> Given task
Would you transcribe all of the data exactly, down to the last character?

** begin Records **

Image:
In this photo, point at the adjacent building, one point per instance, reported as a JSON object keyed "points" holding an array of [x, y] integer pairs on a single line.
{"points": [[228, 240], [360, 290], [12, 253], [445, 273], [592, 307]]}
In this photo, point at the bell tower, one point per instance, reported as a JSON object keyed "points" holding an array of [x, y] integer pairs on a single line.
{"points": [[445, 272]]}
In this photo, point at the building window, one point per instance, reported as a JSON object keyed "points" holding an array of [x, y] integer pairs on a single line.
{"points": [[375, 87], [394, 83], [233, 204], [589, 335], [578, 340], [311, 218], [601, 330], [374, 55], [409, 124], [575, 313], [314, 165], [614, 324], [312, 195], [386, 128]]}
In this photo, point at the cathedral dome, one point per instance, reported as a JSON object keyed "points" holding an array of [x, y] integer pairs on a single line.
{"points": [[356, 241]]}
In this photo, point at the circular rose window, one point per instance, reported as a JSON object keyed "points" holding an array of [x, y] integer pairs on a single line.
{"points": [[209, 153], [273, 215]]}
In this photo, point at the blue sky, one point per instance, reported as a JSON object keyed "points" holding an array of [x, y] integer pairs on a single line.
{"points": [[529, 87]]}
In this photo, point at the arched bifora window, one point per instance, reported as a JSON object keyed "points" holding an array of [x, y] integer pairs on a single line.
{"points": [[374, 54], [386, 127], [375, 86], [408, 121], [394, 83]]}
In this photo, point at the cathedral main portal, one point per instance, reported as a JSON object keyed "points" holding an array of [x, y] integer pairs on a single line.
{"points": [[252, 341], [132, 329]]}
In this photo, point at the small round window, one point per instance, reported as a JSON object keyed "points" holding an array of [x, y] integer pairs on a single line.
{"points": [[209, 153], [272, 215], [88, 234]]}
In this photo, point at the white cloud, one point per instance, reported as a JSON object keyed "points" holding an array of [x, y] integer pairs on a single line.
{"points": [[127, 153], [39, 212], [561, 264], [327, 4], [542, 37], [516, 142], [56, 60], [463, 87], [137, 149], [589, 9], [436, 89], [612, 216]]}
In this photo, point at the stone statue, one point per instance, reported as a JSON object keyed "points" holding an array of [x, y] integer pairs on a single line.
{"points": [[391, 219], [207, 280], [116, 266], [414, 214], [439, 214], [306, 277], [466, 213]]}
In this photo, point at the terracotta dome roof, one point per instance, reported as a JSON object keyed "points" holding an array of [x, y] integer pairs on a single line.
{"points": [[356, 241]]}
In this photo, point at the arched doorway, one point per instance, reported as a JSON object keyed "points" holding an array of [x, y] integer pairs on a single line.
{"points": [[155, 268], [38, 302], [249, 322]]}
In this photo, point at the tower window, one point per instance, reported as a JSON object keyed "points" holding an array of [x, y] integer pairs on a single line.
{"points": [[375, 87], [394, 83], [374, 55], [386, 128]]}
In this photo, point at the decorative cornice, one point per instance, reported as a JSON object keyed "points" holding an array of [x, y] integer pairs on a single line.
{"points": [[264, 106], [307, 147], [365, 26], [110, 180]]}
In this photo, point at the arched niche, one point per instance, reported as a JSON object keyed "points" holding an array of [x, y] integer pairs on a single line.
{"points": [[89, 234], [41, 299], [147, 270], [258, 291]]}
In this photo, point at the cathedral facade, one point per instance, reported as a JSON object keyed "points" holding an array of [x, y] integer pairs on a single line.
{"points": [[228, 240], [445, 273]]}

** end Records **

> Completed exercise
Image:
In this photo, point at the adjacent building, one point per instance, reported as a JSON object keyed "points" holding an array of [x, y] integer pairs on a single line.
{"points": [[228, 240], [360, 290], [12, 253], [445, 273], [592, 307]]}
In this photo, point at the bell tower, one point per instance, reported as a JSON object keyed "points" holding an array of [x, y] integer pairs on a single line.
{"points": [[445, 272]]}
In this photo, point at the building window, one point per instance, reported as a JSON object keyed "points" holding an array of [x, y] integer pairs on a single line.
{"points": [[375, 87], [394, 83], [233, 204], [589, 335], [578, 340], [311, 218], [601, 330], [374, 55], [409, 124], [575, 313], [314, 165], [614, 324], [312, 195], [386, 128]]}
In this photo, point at the cathedral dome, one point per instance, reported as a JSON object keyed "points" holding an array of [x, y] integer pairs on a single line.
{"points": [[356, 241]]}
In this photo, point at the circular rose window, one point per instance, reported as a JSON object keyed "points" holding an array of [x, y] integer pairs on a single line.
{"points": [[209, 153], [273, 215]]}
In this photo, point at the blue sky, one point per instance, reported as a JSON object keyed "points" holding an array of [x, y] integer pairs on a single line.
{"points": [[529, 87]]}
In this photo, point at the arched bifora window, one point per instance, reported as a JSON object keyed "points" holding an array of [x, y] integer pairs on a single line.
{"points": [[374, 54], [386, 127], [375, 86], [408, 121], [394, 83]]}
In this photo, point at the cathedral main portal, one point per instance, reported as a JSON object keyed "points" holding an array of [x, y] integer pairs on a single line.
{"points": [[252, 341], [132, 329]]}
In this photo, point at the small round window, one point per instance, reported as a JSON object keyed "points" holding an array of [x, y] integer pairs on a single line.
{"points": [[209, 153], [272, 215], [88, 234]]}
In this photo, point at the white cloud, one point per instance, reported as a JSON object keyed "points" holding an array of [x, y] integer pairs on a single line.
{"points": [[127, 153], [39, 212], [561, 264], [327, 4], [542, 37], [516, 142], [56, 60], [463, 87], [137, 149], [589, 9], [436, 89], [612, 216]]}
In this photo, point at the stone statue, one point per instance, reported as a JSON object keyed "points" holding an array of [x, y] integer pairs on a single line.
{"points": [[391, 219], [207, 280], [116, 266], [414, 214], [439, 214], [306, 277], [466, 213]]}
In this photo, point at the terracotta dome roof, one point per instance, reported as a JSON object keyed "points" holding an array of [x, y] integer pairs on a single line.
{"points": [[356, 241]]}
In this photo, point at the arched doorway, one point per instance, reported as a JSON object keyed "points" holding an array of [x, y] integer pairs on a single line.
{"points": [[155, 268], [38, 302], [249, 322]]}
In this photo, point at the tower window, one point per instance, reported as a JSON object keyed "points" holding an array of [x, y] integer pairs on a single line.
{"points": [[375, 87], [394, 83], [374, 55], [386, 128]]}
In this photo, point at the decorative cornice, one point per instance, reported as a JSON object keyed "points" holding an array of [x, y] integer pairs on a single line.
{"points": [[264, 106], [307, 147], [365, 26], [110, 180]]}
In this photo, point at the arched niche, one point per instance, reported as a JSON object keyed "points" holding an array of [x, y] integer pairs on a single line.
{"points": [[89, 234], [41, 299], [147, 270], [258, 291]]}
In this photo, point at the cathedral facade, one point per instance, reported as a JSON object keyed "points" holding an array of [x, y] integer pairs on a single line.
{"points": [[228, 240], [445, 273]]}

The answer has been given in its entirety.